• Saved data entries
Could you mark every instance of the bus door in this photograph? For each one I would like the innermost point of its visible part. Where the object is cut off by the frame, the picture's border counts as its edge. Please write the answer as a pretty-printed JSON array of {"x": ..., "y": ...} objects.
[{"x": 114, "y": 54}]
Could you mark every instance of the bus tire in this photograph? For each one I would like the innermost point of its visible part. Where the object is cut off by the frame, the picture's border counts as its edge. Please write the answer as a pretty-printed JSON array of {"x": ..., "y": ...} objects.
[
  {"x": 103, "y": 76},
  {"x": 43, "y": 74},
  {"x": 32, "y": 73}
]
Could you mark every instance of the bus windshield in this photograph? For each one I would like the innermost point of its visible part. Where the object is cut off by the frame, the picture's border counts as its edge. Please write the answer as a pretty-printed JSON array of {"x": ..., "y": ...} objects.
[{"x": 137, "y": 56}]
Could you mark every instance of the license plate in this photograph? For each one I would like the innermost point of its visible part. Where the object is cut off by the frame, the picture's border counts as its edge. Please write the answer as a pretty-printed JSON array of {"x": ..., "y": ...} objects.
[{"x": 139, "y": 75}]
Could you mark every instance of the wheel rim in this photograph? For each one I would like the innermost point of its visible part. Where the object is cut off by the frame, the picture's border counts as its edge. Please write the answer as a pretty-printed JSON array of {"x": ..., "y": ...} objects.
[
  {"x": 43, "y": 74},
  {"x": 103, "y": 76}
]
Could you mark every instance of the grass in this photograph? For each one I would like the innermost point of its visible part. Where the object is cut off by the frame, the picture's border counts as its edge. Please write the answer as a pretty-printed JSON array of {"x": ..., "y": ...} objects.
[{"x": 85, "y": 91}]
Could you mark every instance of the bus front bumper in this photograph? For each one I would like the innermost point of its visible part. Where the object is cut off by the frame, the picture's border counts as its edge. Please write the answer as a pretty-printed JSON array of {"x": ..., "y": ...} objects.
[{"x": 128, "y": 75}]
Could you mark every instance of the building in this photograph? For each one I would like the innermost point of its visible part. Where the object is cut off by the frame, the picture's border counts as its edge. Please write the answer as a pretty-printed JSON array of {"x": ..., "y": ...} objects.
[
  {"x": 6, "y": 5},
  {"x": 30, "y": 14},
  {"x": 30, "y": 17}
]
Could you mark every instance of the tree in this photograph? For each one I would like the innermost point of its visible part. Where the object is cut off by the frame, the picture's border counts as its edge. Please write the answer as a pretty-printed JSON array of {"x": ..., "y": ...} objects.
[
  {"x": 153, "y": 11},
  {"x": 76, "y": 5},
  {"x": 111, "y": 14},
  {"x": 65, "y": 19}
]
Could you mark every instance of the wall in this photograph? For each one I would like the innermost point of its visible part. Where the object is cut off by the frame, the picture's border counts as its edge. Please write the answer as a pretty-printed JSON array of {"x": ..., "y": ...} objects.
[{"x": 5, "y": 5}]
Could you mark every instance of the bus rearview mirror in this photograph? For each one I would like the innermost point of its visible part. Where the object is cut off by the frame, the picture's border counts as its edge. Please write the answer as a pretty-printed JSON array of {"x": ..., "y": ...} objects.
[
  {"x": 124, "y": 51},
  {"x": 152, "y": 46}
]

• PROBLEM DESCRIPTION
Quote only the lines from the one containing "Could you mark every instance of the bus rearview" through the final line of the records, with both ends included.

• EXERCISE OUTPUT
Could you mark every instance of the bus rearview mirror in this photograph? For each one I would like the innermost point of its visible part. Where the object is cut off by the frame, the picture's border counts as its edge. Please write the answer as a pretty-printed JSON array of {"x": ..., "y": ...} objects.
[
  {"x": 124, "y": 51},
  {"x": 152, "y": 46}
]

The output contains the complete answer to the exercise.